▸ **PASSAGE SHOWN**
BEGIN

BIRMINGHAM, Ala. – Working hard when fatigued may be admired by many Americans, but it is a virtue that could be harmful to one's health, according to new research by psychologists at the University of Alabama at Birmingham (UAB). The research supports a theory which suggests that exhausted individuals' cardiovascular systems are forced to work harder when they attempt to complete tasks, such as those encountered on the job or at school.
The research, published in the July issue of the International Journal of Psychophysiology, found that fatigued individuals had larger blood pressure increases than rested individuals under conditions where they viewed success as both possible and worthwhile. Investigators believe the effects were determined by effort on the part of the study participants, said UAB psychologist Rex Wright, Ph.D., who led the study.
When fatigued individuals perceive a task as achievable and worth doing, they increase their effort to make up for their diminished capability due to fatigue, Wright said. As a result, blood pressure tends to rise and remain elevated until the task is completed or individuals stop trying because they think success is impossible or too difficult to be justified.

END

Excerpts from a dataset:

BEGIN

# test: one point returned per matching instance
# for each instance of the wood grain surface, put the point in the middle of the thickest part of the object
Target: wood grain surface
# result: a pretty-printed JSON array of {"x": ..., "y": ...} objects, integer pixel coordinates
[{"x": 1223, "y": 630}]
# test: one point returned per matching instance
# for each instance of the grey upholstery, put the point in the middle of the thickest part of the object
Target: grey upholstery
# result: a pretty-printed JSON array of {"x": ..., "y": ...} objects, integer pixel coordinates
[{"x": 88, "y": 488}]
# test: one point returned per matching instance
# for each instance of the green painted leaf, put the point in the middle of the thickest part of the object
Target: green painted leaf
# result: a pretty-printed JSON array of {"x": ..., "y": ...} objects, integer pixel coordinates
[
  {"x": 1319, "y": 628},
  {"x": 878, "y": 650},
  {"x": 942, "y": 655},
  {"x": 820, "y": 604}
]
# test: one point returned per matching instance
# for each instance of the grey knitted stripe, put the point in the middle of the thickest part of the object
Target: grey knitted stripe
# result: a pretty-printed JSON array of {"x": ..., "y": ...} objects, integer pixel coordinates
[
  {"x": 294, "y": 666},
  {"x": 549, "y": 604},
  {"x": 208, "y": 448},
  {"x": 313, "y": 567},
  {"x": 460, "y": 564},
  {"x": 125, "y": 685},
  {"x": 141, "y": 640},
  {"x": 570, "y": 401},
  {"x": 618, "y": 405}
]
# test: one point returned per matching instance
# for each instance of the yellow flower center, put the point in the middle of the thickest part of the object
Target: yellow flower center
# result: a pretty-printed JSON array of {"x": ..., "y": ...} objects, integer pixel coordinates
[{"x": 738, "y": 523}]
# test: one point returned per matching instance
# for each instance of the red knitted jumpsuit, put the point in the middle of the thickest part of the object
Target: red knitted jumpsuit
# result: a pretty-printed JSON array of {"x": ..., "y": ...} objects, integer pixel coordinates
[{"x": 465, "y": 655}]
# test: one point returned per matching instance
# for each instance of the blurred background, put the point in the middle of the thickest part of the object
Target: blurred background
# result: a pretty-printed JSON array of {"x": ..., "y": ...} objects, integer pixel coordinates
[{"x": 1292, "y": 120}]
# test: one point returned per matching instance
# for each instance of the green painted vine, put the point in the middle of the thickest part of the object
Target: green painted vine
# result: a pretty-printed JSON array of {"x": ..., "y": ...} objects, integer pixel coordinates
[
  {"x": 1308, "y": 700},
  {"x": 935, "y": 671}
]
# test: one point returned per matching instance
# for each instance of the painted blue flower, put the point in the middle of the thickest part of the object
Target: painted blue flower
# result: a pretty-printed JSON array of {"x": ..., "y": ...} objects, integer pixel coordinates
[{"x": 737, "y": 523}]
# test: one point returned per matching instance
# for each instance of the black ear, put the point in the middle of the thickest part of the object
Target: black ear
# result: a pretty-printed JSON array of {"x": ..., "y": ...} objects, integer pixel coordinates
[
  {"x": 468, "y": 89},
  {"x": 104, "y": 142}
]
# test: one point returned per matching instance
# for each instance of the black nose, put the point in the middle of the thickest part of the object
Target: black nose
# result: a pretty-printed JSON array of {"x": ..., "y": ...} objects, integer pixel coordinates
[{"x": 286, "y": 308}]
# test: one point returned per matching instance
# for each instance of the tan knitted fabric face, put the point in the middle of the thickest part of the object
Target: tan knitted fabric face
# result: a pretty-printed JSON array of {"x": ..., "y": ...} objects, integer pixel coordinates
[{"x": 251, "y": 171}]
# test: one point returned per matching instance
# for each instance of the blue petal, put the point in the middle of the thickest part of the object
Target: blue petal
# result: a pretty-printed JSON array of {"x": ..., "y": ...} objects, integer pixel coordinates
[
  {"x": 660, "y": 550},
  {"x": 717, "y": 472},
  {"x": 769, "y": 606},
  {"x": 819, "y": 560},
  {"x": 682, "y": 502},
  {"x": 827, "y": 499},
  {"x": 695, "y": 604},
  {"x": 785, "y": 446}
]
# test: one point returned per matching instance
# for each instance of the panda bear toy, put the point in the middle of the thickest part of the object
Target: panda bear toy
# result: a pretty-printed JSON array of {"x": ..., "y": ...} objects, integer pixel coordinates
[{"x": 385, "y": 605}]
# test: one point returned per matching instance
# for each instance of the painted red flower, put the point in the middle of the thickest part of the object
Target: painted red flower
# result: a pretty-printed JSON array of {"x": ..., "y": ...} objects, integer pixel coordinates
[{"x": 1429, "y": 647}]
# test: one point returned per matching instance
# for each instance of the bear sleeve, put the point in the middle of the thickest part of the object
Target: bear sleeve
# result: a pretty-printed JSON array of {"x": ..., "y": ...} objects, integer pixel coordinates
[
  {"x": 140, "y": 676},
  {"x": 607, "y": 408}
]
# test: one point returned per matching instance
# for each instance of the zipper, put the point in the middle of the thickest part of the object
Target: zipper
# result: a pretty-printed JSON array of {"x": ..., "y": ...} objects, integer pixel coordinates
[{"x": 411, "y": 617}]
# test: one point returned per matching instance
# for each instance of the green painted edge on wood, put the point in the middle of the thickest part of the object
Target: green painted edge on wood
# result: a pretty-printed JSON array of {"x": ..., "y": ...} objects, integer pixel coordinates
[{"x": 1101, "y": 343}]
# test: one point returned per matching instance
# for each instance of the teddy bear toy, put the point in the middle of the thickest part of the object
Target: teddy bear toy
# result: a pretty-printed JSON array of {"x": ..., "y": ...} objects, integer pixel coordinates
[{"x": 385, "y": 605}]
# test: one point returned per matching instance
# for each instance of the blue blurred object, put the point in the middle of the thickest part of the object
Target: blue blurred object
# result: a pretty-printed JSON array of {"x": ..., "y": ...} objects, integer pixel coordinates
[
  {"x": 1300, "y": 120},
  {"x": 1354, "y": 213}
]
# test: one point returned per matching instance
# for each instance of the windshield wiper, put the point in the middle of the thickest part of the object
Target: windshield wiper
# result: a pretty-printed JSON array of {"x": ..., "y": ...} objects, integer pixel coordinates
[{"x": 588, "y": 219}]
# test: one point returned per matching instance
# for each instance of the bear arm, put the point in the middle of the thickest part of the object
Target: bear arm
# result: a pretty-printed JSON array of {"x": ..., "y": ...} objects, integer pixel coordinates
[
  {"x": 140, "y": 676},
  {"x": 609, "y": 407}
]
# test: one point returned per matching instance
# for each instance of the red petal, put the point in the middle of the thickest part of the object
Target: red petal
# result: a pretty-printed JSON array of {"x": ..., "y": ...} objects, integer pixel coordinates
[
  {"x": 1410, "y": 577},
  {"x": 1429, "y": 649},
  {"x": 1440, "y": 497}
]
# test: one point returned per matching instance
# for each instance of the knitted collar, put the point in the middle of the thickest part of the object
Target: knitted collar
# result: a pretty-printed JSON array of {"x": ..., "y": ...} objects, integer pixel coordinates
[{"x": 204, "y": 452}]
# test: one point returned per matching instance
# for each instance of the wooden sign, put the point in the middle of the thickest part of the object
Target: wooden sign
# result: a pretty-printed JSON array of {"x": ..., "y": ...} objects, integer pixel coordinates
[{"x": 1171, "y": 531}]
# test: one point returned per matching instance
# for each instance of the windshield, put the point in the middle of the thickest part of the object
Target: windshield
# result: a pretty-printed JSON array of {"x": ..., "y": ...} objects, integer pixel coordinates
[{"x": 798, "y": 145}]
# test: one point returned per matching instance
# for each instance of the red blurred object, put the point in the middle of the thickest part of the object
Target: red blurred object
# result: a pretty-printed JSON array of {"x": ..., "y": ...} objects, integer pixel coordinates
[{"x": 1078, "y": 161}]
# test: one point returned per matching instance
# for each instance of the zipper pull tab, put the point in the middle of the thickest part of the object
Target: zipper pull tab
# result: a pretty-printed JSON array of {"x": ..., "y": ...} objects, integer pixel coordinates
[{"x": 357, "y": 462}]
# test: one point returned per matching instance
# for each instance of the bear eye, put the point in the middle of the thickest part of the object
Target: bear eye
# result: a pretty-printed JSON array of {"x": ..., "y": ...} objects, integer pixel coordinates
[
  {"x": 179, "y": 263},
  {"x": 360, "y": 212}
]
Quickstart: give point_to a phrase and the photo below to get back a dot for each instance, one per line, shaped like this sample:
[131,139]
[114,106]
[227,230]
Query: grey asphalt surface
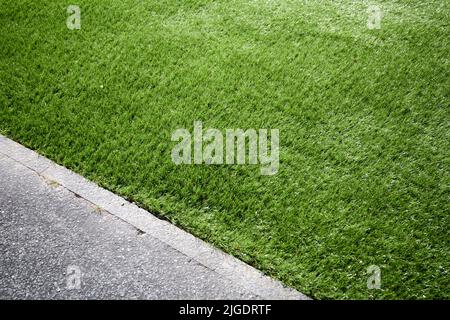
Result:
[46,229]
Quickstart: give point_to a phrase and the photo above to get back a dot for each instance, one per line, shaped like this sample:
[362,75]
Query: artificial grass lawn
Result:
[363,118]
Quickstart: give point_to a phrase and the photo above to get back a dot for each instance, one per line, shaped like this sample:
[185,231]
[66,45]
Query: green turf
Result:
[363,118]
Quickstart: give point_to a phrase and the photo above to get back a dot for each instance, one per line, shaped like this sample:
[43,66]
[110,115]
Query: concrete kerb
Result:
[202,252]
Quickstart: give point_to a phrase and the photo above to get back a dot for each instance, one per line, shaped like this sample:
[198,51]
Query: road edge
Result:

END

▸ **APPLY WHAT YOU READ**
• a. According to the fatigue article, why does blood pressure rise in fatigued people who see a task as achievable and worth doing?
• b. In what publication does the fatigue article say the research appeared?

▸ **WRITTEN RESPONSES**
• a. When fatigued people view a task as achievable and worthwhile, they increase their effort to make up for the capability they have lost to fatigue. That added effort makes their blood pressure rise, and it stays elevated until they finish the task or stop trying because success seems impossible or too difficult to justify.

• b. It appeared in the July issue of the International Journal of Psychophysiology.